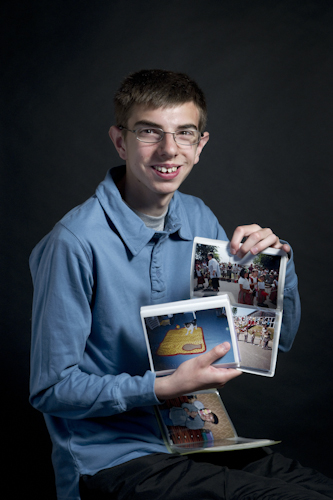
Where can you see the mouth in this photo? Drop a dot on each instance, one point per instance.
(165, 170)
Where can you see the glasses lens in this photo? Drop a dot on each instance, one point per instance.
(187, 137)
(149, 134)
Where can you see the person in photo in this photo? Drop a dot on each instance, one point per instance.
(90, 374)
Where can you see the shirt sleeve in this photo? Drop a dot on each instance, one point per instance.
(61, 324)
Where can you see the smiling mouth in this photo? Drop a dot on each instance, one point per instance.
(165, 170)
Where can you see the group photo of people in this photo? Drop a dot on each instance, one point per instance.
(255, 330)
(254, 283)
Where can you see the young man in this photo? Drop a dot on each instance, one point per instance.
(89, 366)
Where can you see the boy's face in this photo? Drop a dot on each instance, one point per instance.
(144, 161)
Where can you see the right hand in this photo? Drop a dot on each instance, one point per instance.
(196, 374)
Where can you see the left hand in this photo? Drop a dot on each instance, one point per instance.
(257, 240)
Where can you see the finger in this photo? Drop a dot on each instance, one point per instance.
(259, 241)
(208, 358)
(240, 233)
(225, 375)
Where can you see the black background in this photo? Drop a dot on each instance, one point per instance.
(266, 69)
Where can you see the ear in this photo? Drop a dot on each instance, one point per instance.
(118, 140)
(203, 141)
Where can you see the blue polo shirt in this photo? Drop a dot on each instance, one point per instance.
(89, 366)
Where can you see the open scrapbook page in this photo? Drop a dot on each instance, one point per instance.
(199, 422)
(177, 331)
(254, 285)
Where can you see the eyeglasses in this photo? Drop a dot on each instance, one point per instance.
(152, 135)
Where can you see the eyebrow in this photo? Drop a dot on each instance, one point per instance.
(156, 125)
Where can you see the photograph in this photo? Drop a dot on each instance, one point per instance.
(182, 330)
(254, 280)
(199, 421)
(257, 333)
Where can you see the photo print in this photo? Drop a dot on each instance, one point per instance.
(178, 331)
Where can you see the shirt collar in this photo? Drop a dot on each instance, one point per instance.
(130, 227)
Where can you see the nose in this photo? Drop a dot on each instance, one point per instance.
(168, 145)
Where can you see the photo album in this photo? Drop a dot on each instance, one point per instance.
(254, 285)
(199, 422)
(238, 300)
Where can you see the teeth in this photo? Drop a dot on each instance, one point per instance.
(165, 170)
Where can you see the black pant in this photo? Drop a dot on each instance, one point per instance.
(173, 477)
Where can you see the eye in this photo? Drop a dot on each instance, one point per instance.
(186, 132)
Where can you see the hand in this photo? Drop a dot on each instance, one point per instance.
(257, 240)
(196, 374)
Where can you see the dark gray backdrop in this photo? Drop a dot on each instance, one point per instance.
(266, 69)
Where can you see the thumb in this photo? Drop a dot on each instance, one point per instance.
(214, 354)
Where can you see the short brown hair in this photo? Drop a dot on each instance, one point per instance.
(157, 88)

---

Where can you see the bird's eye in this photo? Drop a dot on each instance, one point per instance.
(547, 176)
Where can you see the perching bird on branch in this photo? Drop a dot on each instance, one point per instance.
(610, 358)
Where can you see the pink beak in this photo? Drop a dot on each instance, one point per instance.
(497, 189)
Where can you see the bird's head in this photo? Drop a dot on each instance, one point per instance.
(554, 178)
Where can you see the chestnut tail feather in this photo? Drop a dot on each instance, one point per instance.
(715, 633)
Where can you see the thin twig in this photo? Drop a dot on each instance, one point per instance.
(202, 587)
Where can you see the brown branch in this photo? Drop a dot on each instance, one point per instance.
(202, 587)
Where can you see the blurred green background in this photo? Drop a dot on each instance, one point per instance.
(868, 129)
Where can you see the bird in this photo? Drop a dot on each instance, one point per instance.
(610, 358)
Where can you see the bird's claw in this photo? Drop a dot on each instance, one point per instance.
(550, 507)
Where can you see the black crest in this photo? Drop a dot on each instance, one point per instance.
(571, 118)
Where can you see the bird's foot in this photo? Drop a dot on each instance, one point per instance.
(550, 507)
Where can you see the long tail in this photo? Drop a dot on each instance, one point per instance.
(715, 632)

* * *

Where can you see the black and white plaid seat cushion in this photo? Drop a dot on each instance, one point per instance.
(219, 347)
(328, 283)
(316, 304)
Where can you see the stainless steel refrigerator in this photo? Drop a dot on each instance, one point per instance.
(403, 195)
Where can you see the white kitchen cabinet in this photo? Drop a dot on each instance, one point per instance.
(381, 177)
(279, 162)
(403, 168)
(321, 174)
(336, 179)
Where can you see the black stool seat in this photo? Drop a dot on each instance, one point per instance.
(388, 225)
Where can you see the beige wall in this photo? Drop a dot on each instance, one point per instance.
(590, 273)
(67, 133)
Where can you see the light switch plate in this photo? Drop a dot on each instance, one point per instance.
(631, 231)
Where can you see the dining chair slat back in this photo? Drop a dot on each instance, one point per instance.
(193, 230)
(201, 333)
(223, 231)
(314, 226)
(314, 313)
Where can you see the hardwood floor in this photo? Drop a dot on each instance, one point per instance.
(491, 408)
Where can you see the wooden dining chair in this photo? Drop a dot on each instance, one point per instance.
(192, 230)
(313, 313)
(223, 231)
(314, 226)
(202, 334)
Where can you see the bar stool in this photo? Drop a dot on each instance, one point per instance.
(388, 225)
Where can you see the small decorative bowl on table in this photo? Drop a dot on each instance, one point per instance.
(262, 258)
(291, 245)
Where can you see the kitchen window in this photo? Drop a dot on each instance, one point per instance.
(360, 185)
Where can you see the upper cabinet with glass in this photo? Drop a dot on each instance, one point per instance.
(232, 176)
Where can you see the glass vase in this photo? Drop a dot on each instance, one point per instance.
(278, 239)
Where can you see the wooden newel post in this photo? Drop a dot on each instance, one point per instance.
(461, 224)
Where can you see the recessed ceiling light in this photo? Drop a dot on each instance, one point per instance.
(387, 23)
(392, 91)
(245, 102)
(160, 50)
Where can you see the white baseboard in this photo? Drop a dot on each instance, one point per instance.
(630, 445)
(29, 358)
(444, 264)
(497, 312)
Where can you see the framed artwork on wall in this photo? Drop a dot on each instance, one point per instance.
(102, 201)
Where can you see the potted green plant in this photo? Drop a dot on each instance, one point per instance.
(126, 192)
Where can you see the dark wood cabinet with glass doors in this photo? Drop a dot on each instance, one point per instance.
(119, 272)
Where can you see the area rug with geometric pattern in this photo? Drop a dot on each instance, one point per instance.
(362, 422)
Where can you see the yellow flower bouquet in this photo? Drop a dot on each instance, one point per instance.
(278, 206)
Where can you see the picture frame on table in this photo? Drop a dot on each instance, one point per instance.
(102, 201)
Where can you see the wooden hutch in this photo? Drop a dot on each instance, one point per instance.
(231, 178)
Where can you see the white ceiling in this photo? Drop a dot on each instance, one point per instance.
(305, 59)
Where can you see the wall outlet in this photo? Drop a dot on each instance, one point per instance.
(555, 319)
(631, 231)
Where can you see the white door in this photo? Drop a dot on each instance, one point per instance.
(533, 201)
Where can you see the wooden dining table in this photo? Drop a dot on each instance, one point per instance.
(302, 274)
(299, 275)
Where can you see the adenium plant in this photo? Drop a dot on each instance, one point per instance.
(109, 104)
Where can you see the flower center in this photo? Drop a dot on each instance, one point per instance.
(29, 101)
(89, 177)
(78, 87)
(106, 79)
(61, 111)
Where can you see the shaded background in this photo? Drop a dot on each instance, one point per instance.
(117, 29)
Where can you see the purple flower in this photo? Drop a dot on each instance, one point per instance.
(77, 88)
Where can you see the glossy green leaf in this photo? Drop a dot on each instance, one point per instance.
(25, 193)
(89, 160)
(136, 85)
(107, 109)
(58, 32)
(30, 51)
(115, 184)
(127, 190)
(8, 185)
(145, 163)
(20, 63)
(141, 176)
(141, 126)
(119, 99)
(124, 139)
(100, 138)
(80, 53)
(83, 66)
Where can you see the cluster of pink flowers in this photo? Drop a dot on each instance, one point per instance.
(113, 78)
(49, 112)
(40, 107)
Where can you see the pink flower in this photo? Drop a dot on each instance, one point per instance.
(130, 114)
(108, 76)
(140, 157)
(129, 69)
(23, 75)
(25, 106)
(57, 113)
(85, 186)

**PROMPT**
Copy out every line of the entries above that contains the word "seat".

**ANSWER BELOW**
Where can you see the black and white plaid seat cushion in this photo? Drop a dot on each instance, one point per instance.
Where can you see the black stool seat in this photo? Drop a dot on each instance, one point per instance.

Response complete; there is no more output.